:: Challenge ::
Replace "green vegetation" with "green foliage" in the lines from the beginning of the material up to and including the line with "pixel 60 21", and leave everything else unchanged. Return only those lines.

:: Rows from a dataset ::
╭──

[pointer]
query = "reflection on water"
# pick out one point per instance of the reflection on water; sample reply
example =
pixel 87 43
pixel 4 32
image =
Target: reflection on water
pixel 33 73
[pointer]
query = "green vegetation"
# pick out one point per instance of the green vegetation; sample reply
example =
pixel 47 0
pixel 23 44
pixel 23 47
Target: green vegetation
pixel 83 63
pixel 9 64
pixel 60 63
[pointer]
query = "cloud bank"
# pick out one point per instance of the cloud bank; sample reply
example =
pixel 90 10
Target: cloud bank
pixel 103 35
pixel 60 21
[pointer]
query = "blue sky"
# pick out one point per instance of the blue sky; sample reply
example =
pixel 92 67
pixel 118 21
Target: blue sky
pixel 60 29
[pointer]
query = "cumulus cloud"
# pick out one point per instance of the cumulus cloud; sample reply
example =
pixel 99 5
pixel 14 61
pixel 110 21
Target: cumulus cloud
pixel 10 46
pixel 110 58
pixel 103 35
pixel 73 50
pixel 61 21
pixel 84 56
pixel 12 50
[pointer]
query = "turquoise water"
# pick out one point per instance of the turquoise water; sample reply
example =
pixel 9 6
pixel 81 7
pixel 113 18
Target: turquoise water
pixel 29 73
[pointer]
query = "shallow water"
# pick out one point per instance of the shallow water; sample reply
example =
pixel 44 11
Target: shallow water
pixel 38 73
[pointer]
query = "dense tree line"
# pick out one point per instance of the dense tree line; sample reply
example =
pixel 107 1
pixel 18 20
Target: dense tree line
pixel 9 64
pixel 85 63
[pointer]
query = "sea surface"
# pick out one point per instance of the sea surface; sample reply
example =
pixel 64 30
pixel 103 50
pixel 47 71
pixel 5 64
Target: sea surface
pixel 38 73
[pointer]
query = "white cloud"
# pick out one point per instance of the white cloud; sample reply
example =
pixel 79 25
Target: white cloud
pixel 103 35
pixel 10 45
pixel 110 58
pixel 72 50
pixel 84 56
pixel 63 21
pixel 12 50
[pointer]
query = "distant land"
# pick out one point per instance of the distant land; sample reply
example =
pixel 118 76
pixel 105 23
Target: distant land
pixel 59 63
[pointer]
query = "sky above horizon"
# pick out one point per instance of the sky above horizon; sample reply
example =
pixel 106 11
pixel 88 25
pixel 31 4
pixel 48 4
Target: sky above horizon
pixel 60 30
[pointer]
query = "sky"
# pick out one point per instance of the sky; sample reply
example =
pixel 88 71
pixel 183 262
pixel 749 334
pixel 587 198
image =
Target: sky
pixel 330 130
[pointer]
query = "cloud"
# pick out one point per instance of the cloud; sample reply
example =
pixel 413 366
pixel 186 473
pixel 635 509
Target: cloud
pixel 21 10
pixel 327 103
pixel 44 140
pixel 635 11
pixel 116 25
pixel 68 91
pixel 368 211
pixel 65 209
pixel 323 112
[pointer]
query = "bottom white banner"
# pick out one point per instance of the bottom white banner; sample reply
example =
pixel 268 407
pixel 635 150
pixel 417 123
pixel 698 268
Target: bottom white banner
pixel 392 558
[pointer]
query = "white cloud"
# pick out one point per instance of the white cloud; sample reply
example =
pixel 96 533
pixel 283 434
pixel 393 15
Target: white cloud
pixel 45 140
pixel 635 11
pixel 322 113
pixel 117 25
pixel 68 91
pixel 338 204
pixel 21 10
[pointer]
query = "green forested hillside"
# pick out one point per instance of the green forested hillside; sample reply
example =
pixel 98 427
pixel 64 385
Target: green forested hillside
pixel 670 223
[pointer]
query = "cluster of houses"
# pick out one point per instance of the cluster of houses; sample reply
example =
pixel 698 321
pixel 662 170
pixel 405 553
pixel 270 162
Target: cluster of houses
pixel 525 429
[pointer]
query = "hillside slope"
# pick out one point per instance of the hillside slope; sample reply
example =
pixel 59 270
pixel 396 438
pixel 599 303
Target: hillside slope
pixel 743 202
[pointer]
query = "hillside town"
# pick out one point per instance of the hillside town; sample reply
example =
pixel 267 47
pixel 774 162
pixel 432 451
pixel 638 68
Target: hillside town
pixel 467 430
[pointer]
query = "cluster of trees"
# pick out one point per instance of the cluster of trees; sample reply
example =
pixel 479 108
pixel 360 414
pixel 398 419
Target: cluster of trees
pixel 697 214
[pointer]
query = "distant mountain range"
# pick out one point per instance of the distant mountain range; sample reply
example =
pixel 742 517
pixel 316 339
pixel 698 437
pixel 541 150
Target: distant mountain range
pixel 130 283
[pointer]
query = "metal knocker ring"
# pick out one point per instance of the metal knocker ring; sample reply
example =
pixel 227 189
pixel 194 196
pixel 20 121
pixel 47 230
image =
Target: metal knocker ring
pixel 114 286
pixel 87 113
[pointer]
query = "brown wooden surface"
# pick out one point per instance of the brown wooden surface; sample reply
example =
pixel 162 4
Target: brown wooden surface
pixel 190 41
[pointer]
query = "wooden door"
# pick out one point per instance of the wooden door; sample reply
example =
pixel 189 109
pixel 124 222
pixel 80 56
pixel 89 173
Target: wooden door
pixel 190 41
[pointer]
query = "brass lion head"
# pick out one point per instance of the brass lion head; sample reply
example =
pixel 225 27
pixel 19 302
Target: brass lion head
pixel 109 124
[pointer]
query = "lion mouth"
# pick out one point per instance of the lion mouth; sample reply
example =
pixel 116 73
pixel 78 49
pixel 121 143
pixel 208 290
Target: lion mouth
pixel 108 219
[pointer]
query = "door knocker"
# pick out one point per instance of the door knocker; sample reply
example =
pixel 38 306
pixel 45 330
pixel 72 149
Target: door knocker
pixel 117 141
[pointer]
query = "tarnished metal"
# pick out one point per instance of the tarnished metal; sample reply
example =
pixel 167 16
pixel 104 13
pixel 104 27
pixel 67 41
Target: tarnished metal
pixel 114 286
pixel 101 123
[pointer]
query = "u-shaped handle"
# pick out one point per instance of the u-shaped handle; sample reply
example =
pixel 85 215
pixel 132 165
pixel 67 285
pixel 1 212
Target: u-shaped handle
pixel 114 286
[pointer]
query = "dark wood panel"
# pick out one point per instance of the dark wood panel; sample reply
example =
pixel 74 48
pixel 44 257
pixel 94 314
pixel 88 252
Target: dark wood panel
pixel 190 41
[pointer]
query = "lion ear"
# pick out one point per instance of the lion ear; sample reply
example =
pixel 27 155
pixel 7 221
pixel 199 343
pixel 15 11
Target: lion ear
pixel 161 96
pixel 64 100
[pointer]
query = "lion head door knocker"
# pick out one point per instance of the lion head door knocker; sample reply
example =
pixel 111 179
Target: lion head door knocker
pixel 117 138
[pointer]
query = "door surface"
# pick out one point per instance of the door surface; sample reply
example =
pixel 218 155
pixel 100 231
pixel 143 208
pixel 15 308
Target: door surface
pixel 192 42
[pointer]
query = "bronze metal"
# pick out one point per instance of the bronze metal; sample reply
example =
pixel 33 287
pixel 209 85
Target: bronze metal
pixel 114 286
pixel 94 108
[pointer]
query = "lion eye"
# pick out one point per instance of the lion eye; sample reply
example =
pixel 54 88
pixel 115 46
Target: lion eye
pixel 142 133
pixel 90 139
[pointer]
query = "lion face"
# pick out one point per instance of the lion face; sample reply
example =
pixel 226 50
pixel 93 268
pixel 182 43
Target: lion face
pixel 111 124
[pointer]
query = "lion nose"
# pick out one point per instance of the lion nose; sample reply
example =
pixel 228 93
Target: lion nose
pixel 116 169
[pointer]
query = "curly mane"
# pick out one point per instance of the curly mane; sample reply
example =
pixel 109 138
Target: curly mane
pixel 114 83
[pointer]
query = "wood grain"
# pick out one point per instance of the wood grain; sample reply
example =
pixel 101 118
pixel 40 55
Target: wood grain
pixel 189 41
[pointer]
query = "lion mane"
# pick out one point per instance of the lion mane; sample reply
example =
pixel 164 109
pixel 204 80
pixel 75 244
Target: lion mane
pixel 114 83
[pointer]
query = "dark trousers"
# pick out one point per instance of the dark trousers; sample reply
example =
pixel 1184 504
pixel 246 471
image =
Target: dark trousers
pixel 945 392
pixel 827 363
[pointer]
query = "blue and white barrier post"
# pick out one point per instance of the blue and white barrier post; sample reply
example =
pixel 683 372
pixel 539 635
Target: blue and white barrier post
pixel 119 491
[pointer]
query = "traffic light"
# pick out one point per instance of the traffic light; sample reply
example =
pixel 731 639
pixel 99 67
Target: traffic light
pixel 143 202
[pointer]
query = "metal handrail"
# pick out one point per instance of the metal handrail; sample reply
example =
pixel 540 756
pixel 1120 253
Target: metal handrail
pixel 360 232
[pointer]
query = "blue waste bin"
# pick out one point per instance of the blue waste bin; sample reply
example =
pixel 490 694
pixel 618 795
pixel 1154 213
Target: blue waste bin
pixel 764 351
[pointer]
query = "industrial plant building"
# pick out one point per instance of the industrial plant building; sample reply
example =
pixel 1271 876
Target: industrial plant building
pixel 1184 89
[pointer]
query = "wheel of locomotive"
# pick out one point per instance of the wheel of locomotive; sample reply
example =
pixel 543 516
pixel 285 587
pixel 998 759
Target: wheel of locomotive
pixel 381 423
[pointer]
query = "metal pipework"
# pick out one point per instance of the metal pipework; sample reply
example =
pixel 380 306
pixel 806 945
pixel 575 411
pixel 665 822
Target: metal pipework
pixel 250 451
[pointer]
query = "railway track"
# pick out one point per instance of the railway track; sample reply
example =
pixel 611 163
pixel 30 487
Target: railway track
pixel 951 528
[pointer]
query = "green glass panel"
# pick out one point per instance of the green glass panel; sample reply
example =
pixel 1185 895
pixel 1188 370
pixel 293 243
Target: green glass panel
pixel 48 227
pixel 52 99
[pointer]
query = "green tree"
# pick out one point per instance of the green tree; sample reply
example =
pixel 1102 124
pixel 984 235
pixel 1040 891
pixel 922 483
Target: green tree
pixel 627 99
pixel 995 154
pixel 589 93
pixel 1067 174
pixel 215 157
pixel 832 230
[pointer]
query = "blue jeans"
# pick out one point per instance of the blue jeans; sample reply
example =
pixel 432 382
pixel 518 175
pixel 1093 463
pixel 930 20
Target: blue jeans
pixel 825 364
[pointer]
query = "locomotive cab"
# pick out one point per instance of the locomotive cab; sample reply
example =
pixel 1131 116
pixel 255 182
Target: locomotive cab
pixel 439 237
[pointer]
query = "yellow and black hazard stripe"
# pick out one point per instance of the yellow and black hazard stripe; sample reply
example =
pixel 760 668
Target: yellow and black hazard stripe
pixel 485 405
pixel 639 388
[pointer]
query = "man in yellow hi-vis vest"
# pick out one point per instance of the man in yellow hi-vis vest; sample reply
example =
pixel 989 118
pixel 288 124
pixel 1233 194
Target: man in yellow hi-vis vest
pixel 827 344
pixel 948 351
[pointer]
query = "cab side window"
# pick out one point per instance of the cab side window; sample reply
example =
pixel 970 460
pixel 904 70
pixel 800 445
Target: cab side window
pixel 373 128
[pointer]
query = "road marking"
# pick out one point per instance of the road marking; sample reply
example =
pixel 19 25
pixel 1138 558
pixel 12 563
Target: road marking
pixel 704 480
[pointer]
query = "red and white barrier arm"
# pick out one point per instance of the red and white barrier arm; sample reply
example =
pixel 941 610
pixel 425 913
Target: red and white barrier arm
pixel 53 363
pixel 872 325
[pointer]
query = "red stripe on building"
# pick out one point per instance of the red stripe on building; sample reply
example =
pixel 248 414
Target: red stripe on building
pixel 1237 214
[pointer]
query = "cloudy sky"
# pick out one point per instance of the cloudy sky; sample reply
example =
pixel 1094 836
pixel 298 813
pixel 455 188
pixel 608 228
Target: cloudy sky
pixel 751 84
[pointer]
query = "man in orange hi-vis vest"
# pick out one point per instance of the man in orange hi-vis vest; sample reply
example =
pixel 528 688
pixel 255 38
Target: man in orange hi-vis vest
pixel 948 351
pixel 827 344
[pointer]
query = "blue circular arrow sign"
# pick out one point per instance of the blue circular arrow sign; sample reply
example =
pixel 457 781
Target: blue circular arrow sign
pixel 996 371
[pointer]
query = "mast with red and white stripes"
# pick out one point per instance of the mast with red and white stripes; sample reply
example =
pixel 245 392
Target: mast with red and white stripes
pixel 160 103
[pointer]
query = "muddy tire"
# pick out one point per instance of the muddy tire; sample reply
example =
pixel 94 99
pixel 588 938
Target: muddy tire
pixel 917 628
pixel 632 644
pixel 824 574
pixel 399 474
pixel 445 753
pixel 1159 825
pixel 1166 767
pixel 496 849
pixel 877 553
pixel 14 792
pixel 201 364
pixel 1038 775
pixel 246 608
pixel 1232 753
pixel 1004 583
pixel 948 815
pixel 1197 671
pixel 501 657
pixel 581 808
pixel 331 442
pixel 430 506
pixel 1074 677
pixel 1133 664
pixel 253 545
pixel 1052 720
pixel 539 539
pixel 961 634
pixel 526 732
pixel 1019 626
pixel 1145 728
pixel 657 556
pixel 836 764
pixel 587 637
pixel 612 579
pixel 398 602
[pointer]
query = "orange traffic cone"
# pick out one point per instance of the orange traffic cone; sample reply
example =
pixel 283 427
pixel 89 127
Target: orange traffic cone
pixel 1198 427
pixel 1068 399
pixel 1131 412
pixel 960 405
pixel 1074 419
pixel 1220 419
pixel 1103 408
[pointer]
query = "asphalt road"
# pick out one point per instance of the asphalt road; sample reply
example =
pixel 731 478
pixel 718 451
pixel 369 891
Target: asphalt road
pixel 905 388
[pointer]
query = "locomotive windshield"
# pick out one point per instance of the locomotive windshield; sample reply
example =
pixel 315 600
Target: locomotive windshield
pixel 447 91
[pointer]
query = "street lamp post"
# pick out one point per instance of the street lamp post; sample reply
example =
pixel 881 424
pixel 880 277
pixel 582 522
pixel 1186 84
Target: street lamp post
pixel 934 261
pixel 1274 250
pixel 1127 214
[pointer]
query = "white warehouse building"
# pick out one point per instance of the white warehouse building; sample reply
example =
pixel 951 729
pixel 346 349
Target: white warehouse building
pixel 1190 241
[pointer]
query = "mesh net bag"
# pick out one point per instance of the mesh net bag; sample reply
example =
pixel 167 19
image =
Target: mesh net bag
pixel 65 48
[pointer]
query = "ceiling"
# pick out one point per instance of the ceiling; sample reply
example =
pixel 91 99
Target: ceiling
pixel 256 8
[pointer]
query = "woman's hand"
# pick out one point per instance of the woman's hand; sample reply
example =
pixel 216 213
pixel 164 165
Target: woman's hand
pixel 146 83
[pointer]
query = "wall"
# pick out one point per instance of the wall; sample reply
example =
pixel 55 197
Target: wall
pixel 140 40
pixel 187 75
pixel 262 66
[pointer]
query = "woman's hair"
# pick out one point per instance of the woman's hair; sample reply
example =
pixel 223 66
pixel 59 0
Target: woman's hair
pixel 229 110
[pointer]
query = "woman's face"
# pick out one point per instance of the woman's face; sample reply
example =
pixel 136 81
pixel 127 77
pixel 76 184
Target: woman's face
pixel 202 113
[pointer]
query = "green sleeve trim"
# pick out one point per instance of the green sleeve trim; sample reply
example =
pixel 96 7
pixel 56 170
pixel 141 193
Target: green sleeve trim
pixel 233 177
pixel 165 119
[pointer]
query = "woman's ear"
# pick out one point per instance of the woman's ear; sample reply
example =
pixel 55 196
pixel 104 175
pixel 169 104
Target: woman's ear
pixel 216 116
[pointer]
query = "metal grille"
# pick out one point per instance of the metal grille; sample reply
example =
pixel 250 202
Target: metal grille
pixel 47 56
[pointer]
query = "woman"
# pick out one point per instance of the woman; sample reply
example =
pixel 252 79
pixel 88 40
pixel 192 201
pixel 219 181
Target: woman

╰──

:: Worked answer ::
[pointer]
query = "reflection on water"
# pick out one point per instance of the reflection on water; sample reply
example =
pixel 87 43
pixel 4 32
image =
Target: reflection on water
pixel 33 73
[pointer]
query = "green foliage"
# pick out one point per instance of the green foliage; sample reply
example =
pixel 47 0
pixel 23 44
pixel 23 47
Target: green foliage
pixel 83 63
pixel 9 64
pixel 60 63
[pointer]
query = "cloud bank"
# pick out one point per instance of the cloud bank; sample reply
example =
pixel 90 10
Target: cloud bank
pixel 103 35
pixel 60 21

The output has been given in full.